Start DATA FOR THE TASK

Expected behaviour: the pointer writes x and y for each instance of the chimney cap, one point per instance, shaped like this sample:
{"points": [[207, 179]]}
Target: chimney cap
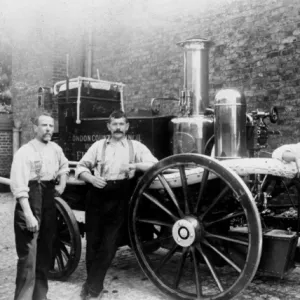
{"points": [[197, 39]]}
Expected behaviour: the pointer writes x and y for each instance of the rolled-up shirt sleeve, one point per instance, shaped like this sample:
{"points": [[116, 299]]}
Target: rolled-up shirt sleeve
{"points": [[88, 161], [277, 153], [63, 163], [20, 174]]}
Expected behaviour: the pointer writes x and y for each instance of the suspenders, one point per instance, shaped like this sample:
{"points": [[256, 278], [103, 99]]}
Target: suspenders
{"points": [[131, 154]]}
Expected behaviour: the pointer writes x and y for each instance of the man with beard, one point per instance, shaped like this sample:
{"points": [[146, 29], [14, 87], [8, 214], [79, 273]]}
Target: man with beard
{"points": [[36, 167], [114, 161]]}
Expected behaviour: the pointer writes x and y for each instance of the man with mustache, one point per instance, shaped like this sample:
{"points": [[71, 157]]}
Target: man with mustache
{"points": [[36, 167], [114, 162]]}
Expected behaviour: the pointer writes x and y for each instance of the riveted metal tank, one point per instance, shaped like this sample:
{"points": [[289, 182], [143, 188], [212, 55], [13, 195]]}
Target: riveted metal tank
{"points": [[230, 124], [192, 131]]}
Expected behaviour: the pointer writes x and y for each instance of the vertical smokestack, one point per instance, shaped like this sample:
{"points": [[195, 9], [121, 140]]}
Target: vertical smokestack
{"points": [[196, 74]]}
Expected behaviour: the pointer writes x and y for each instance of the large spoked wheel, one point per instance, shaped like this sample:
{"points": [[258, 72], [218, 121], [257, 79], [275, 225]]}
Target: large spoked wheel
{"points": [[209, 229], [67, 243]]}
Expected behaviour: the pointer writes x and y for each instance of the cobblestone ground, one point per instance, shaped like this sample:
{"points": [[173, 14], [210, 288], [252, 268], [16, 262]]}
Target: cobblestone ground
{"points": [[125, 280]]}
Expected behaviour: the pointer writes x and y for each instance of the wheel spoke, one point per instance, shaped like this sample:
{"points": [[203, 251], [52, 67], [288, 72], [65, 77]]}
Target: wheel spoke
{"points": [[171, 194], [155, 241], [225, 218], [202, 188], [197, 279], [229, 261], [180, 267], [166, 258], [215, 201], [226, 238], [211, 268], [60, 260], [154, 222], [65, 250], [157, 203], [184, 188]]}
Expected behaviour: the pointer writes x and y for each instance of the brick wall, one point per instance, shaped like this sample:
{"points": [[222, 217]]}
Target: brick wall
{"points": [[5, 152], [255, 48]]}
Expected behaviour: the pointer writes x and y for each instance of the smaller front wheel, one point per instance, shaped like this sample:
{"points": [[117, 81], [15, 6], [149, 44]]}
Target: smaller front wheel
{"points": [[67, 243]]}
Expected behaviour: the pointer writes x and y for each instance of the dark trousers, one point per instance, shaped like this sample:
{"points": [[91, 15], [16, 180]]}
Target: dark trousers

End DATA FOR THE TASK

TASK DETAILS: Present every line of the rows above as a Markdown table with the columns No. and Line, numbering each line and skipping any blank ones. Leave the pictures out of the table.

TASK SOLUTION:
| No. | Line |
|---|---|
| 1 | Expected behaviour: the pointer writes x and y for each instance of the chimney cap, one point per instance, shaped like this sample: |
| 2 | {"points": [[207, 179]]} |
| 3 | Target: chimney cap |
| 4 | {"points": [[197, 39]]} |
| 5 | Expected behaviour: the pointer writes x and y for each instance of the rolled-up shirt sleeve, one point per instance, shaped like this sample: |
| 6 | {"points": [[116, 299]]} |
| 7 | Target: rolled-up shirt sleeve |
| 8 | {"points": [[88, 161], [277, 153], [63, 163], [20, 174]]} |
| 9 | Expected behaviour: the pointer writes x and y for each instance of the suspenders, one point per instance, shaped like this sample: |
| 10 | {"points": [[256, 278], [103, 99]]} |
| 11 | Target: suspenders |
| 12 | {"points": [[131, 154]]} |
| 13 | Expected behaviour: the pointer writes x and y for each instance of the man with beard, one point per instance, shaped like this sample: |
| 14 | {"points": [[146, 29], [14, 87], [8, 214], [79, 273]]} |
| 15 | Target: man with beard |
| 16 | {"points": [[36, 167], [114, 161]]} |
| 17 | Expected behaviour: the pointer writes x and y for each instance of the man with mustache, one point per instance, shaped like this sample: |
| 18 | {"points": [[71, 157]]} |
| 19 | Target: man with mustache |
| 20 | {"points": [[36, 167], [114, 162]]} |
| 21 | Expected behaviour: the pointer writes x and y for each instance of the riveted metal tank, one point per instance, shaped like this sample: |
| 22 | {"points": [[289, 182], [143, 188], [212, 55], [13, 195]]} |
| 23 | Target: riveted metal tank |
| 24 | {"points": [[230, 124], [192, 131]]} |
| 25 | Expected behaviour: the pointer writes x and y for each instance of the vertical smokestack, one point per instance, shaped like this sample: |
| 26 | {"points": [[195, 9], [121, 140]]} |
| 27 | Target: vertical smokestack |
| 28 | {"points": [[196, 74]]} |
| 29 | Expected behaviour: the pointer writes x and y for each instance of the large spoked wheel, one point per instance, shaped like this sample: |
| 30 | {"points": [[258, 72], [218, 121], [257, 79], [275, 225]]} |
| 31 | Target: large spoked wheel |
| 32 | {"points": [[209, 229], [67, 243]]} |
| 33 | Expected behaviour: the pointer writes x and y for each instance of the cobblestone ground, one point per instance, shaped like this sample: |
| 34 | {"points": [[173, 14], [210, 288], [252, 268], [16, 262]]} |
| 35 | Target: cobblestone ground |
| 36 | {"points": [[125, 280]]} |
| 37 | Expected behaviour: the pointer writes x and y for each instance of the wheel spoke, one point per instance, shaped like this sample: |
| 38 | {"points": [[203, 251], [52, 67], [288, 72], [65, 77]]} |
| 39 | Target: wheel spoke |
| 40 | {"points": [[171, 194], [155, 241], [225, 218], [202, 188], [197, 279], [229, 261], [180, 267], [166, 258], [215, 201], [226, 238], [211, 268], [60, 260], [154, 222], [65, 250], [157, 203], [184, 188]]} |
| 41 | Expected behaviour: the pointer writes x and y for each instance of the brick wall, one point per instance, shaped like this sample: |
| 42 | {"points": [[222, 217]]} |
| 43 | Target: brick wall |
| 44 | {"points": [[5, 152], [255, 48]]} |
| 45 | Expected behaviour: the pointer writes x and y for each instance of the smaller front wheel, one point per instance, shaped like this sample: |
| 46 | {"points": [[117, 81], [15, 6], [149, 44]]} |
| 47 | Target: smaller front wheel |
| 48 | {"points": [[67, 243]]} |
| 49 | Expected behaviour: the pointer writes x and y for each instance of the dark trousers, one point per instance, shaped like this sample: |
| 50 | {"points": [[91, 15], [16, 180]]} |
| 51 | Target: dark trousers |